--- BEGIN TEXT SHOWN ---
In this post, you’ll learn:

  • How to download your Strava data

  • What kind of information is inside

  • How to analyze it for personal insight

  • And how your workouts become a biography of your disciplined self


This isn’t about performance — it’s about self-understanding through movement.



What is Strava’s data archive?

Strava allows you to download a copy of your personal data through its Privacy → Download or Delete Your Account section.

Your archive typically includes:

  • Every activity you ever recorded

  • GPS routes

  • Dates and times

  • Distance

  • Elevation

  • Speed

  • Heart rate (if tracked)

  • Power data (for cyclists, if available)

  • Devices used

  • Clubs you joined

  • Followers and following

  • Comments and kudos

Over years, this becomes a movement autobiography.

It shows not just where you went — but how you lived in motion.


How to extract your Strava data — step by step


Step 1 — Open Strava in a browser

This works best on desktop or mobile browser.

Go to:

👉 Settings → Privacy & Controls


Step 2 — Find “Download or Delete Your Account”

Scroll down until you see:

👉 Download or Delete Your Account

Click it.


Step 3 — Request your data

You’ll see an option to:

👉 Request your archive

Strava will begin preparing your data.


Step 4 — Wait and download

Strava typically takes a few minutes to a few hours to prepare your file.

You’ll receive an email with a download link.

Inside, you’ll find structured files (mostly CSV/GPX/JSON).

This is where the story begins.


What kind of data is inside?

Here are the most revealing parts of your Strava export.


1) Your complete activity history

This is the core dataset.

You’ll see:

  • Every run, ride, walk, swim, or workout

  • Date and time

  • Distance

  • Duration

  • Elevation

  • Route

  • Speed or pace

Over time, this becomes a map of your physical life.

You can literally see:

  • When you started exercising

  • When you became consistent

  • When you burned out

  • When you got injured

  • When you moved cities

  • When your routine changed

Your body tells your story through Strava.


2) Your routes — your lived geography

Strava stores detailed GPS routes for most activities.

Plotting these on a map reveals:

  • Your favorite running loops

  • Your bike routes

  • Your commuting patterns

  • Your exploration habits

Many people discover:

  • They run or ride in the same small area repeatedly

  • Their “active world” is much smaller than they imagined

  • They rarely venture outside their comfort zone

Strava maps your comfort boundaries.


3) Time of day — your daily rhythm

Sort your activities by time.

Ask yourself:

  • Do I mostly exercise in the morning?

  • After work?

  • Late at night?

You may notice patterns like:

  • Morning runs when life feels stable

  • Evening rides during stressful periods

  • Sporadic activity during burnout

Your workout timing often mirrors your mental state.
--- END TEXT SHOWN ---
--- BEGIN RECORDED DATA ---
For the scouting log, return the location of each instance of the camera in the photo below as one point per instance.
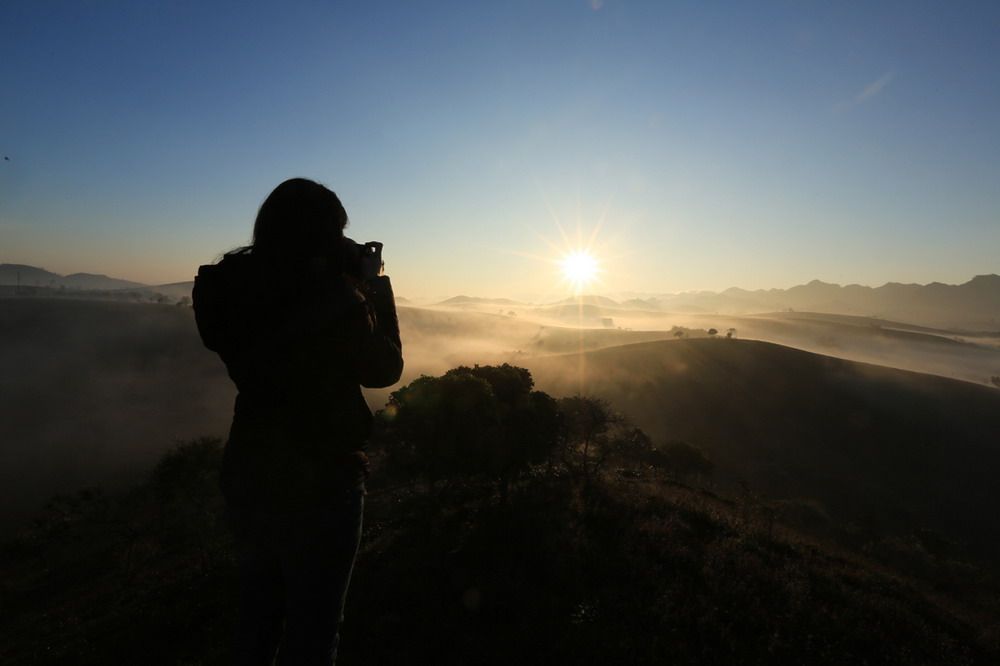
(362, 260)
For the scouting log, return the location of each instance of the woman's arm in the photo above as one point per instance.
(380, 358)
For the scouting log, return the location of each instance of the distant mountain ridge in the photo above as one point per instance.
(972, 306)
(32, 276)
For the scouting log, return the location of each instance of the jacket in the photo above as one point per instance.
(299, 344)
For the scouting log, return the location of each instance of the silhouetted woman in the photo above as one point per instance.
(302, 319)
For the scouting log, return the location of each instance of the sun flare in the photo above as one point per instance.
(579, 268)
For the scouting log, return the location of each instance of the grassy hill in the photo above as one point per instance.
(882, 449)
(631, 571)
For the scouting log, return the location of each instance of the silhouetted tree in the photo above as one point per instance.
(483, 420)
(682, 459)
(592, 433)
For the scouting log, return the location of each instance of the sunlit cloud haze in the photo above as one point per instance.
(700, 146)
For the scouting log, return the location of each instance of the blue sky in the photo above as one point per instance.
(707, 144)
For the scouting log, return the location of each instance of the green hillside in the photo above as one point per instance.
(881, 449)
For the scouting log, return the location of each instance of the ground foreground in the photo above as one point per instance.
(636, 568)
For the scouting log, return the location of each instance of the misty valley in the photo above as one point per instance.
(819, 427)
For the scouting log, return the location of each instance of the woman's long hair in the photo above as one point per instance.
(300, 220)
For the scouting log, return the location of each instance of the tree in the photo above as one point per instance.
(591, 433)
(682, 459)
(438, 425)
(478, 421)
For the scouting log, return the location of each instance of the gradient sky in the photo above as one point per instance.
(708, 144)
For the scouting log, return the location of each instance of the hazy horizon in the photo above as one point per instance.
(687, 147)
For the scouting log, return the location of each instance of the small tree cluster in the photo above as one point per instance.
(592, 434)
(484, 420)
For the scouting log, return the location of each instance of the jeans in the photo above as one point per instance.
(294, 570)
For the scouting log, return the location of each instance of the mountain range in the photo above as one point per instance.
(971, 306)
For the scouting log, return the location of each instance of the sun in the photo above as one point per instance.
(579, 269)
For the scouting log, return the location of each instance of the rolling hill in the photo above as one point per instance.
(880, 448)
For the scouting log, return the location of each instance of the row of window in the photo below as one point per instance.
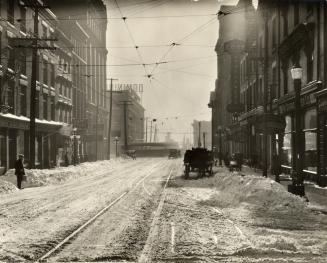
(310, 141)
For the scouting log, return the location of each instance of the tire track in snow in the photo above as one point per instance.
(91, 220)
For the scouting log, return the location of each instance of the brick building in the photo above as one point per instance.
(127, 118)
(61, 91)
(85, 24)
(287, 33)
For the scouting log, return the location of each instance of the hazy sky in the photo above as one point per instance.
(177, 91)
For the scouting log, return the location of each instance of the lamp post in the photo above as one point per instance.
(116, 141)
(220, 131)
(297, 186)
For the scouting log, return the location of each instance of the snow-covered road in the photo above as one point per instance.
(225, 218)
(35, 219)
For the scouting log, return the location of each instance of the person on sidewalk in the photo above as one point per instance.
(19, 170)
(276, 168)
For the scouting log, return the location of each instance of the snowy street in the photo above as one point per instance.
(155, 215)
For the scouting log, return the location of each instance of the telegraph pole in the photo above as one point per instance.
(96, 131)
(125, 103)
(35, 64)
(110, 118)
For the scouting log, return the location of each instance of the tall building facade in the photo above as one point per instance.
(127, 118)
(288, 33)
(60, 101)
(85, 23)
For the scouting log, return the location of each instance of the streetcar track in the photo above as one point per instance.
(101, 212)
(145, 254)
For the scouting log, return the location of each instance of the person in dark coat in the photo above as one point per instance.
(276, 168)
(19, 170)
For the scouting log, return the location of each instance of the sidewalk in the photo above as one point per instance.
(317, 196)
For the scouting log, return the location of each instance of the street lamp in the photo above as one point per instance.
(297, 186)
(75, 137)
(220, 131)
(116, 139)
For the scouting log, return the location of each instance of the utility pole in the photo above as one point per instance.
(146, 129)
(110, 117)
(265, 97)
(96, 131)
(125, 104)
(199, 139)
(35, 64)
(151, 131)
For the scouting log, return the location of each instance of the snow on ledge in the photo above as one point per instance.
(23, 118)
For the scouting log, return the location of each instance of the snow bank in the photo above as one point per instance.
(254, 190)
(37, 177)
(7, 187)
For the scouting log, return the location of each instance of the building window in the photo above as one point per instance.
(52, 75)
(285, 80)
(11, 59)
(45, 71)
(274, 32)
(310, 136)
(60, 115)
(45, 106)
(22, 19)
(44, 31)
(285, 23)
(37, 105)
(52, 108)
(310, 66)
(309, 8)
(22, 100)
(23, 62)
(11, 96)
(287, 143)
(296, 13)
(11, 12)
(274, 85)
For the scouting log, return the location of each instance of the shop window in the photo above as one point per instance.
(287, 143)
(310, 136)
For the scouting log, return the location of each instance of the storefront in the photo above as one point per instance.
(321, 133)
(14, 139)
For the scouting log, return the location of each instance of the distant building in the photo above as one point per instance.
(71, 81)
(202, 134)
(127, 118)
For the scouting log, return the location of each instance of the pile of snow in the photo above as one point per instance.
(37, 177)
(7, 187)
(234, 191)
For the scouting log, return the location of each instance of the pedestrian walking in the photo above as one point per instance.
(19, 170)
(227, 159)
(276, 168)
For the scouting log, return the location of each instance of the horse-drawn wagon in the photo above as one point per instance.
(198, 160)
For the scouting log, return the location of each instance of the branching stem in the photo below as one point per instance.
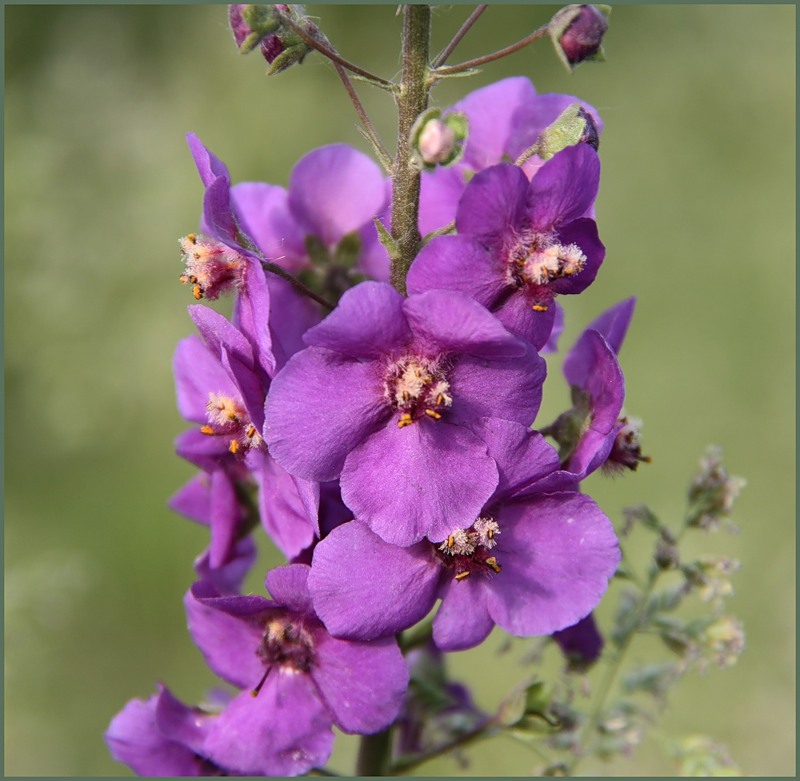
(452, 70)
(441, 58)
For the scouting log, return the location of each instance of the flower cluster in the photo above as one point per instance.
(389, 447)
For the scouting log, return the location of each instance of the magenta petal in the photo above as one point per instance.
(133, 738)
(219, 333)
(320, 406)
(288, 586)
(564, 188)
(335, 190)
(208, 165)
(365, 588)
(197, 373)
(217, 216)
(494, 204)
(522, 456)
(226, 641)
(362, 683)
(284, 731)
(263, 212)
(448, 321)
(463, 620)
(457, 263)
(613, 324)
(440, 191)
(437, 475)
(558, 553)
(517, 315)
(367, 323)
(284, 513)
(492, 113)
(583, 233)
(252, 313)
(225, 517)
(601, 377)
(510, 388)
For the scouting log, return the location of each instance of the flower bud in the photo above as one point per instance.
(439, 140)
(577, 32)
(712, 492)
(263, 26)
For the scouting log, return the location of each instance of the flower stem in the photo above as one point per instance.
(453, 70)
(441, 58)
(412, 100)
(374, 753)
(316, 40)
(369, 129)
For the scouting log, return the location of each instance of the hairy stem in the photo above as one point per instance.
(369, 128)
(412, 100)
(374, 754)
(317, 41)
(441, 58)
(452, 70)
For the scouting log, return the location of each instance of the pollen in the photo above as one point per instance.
(211, 266)
(416, 387)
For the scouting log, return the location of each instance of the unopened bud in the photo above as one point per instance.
(263, 26)
(439, 140)
(574, 125)
(577, 32)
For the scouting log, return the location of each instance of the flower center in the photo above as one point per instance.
(286, 644)
(211, 267)
(415, 387)
(227, 417)
(538, 261)
(469, 550)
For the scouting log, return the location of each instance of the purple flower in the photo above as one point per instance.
(530, 562)
(592, 434)
(581, 643)
(219, 387)
(505, 118)
(520, 243)
(383, 397)
(146, 736)
(296, 679)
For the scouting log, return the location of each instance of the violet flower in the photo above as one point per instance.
(383, 397)
(530, 562)
(505, 119)
(592, 434)
(296, 680)
(143, 737)
(219, 388)
(520, 243)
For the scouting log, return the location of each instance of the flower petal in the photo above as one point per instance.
(463, 620)
(457, 263)
(321, 405)
(335, 190)
(364, 588)
(361, 683)
(284, 731)
(448, 321)
(422, 480)
(367, 323)
(564, 188)
(510, 388)
(558, 553)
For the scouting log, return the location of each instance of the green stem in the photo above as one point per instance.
(412, 100)
(374, 753)
(615, 663)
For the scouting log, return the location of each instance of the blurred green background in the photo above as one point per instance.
(697, 209)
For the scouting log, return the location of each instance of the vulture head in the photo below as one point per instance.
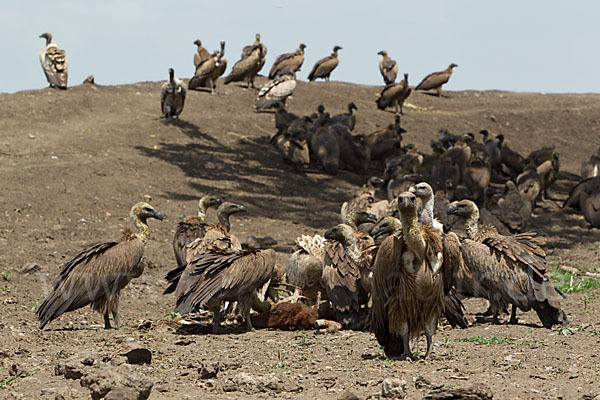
(342, 233)
(465, 209)
(386, 226)
(208, 201)
(422, 190)
(140, 212)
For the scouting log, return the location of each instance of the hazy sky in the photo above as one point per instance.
(521, 45)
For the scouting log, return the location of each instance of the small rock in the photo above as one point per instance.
(139, 356)
(393, 388)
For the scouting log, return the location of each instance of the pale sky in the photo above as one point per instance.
(517, 45)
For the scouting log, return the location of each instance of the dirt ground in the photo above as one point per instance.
(73, 162)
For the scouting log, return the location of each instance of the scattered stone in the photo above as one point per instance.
(393, 388)
(139, 356)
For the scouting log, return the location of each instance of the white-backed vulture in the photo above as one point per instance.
(172, 96)
(192, 228)
(209, 71)
(591, 167)
(346, 269)
(201, 54)
(54, 63)
(585, 196)
(219, 275)
(435, 80)
(247, 51)
(507, 269)
(288, 63)
(394, 94)
(305, 266)
(325, 66)
(412, 271)
(363, 199)
(348, 119)
(275, 91)
(246, 68)
(213, 235)
(97, 274)
(388, 68)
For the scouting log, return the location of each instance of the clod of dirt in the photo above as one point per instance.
(102, 382)
(393, 388)
(477, 392)
(139, 356)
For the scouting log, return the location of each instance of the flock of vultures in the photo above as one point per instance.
(454, 224)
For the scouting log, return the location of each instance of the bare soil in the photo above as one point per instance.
(73, 162)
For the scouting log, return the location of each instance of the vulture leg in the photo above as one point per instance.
(106, 321)
(513, 316)
(116, 319)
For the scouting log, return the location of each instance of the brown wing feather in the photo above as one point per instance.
(225, 276)
(96, 273)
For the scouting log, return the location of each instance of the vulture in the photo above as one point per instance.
(209, 71)
(323, 68)
(215, 235)
(201, 55)
(585, 196)
(591, 167)
(388, 68)
(247, 67)
(346, 269)
(172, 96)
(288, 63)
(275, 91)
(507, 269)
(412, 271)
(54, 63)
(217, 275)
(192, 228)
(347, 119)
(97, 274)
(435, 80)
(247, 51)
(305, 266)
(363, 199)
(394, 93)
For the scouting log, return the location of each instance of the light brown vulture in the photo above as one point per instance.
(275, 91)
(247, 51)
(591, 167)
(507, 269)
(346, 269)
(192, 228)
(288, 63)
(394, 94)
(246, 68)
(216, 276)
(388, 68)
(413, 270)
(435, 80)
(201, 55)
(172, 96)
(54, 63)
(216, 235)
(97, 274)
(208, 72)
(325, 66)
(305, 266)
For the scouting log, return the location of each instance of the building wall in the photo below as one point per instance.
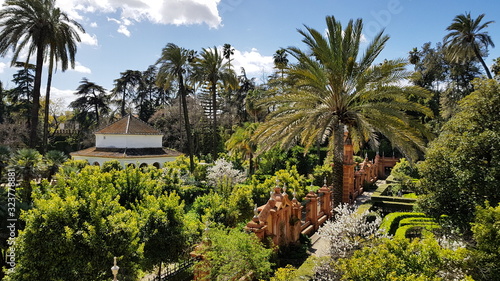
--- END RECORDED DATA ---
REQUESTS:
[a] Revise the Strava data post from "Strava maps your" up to and including "in the morning?", putting "daily schedule" in place of "daily rhythm".
[b] Pick up the Strava data post after its last sentence and continue writing it.
These lines are separate material, unconnected to the Strava data post.

ANSWERS PROVIDED:
[a]
Strava maps your comfort boundaries.


3) Time of day — your daily schedule

Sort your activities by time.

Ask yourself:

  • Do I mostly exercise in the morning?

[b]
4) Intensity — your relationship with effort

If you track heart rate or power, Strava shows:

  • How hard you pushed

  • How often you trained intensely

  • How often you stayed in “easy” zones

This reveals:

  • Whether you tend to overtrain

  • Whether you avoid discomfort

  • Whether you push yourself consistently

Your fitness data becomes a psychology test.


5) Social layer — kudos, clubs, and competition

Your archive may include:

  • Who you follow

  • Who follows you

  • Clubs you joined

  • Comments on your activities

This shows your social motivation:

  • Do you work out for yourself?

  • For recognition?

  • For community?

  • For competition?

Strava is both a personal diary and a social game.


Smart analysis steps — how to get insights from your Strava data

Here are four lenses to reflect on your archive.


1) The Consistency Lens — how disciplined you are

Look at activities by month or year.

Ask:

  • When was I most consistent?

  • When did I stop?

  • What happened in my life then?

You’ll often see clear correlations like:

  • More exercise during stable periods

  • Less during stressful times

  • A spike after moving cities or starting a new routine

Your body reacts to your life.


2) The Routine Lens — your daily structure

Analyze timestamps and routes together.

Ask:

  • Did I build a stable habit?

  • Or did I work out randomly?

  • Did my routine improve over time?

Many people realize their discipline is much more situational than they thought.


3) The Progress Lens — how you evolved

Compare early activities to recent ones.

Ask:

  • Did my speed improve?

  • Did my distance increase?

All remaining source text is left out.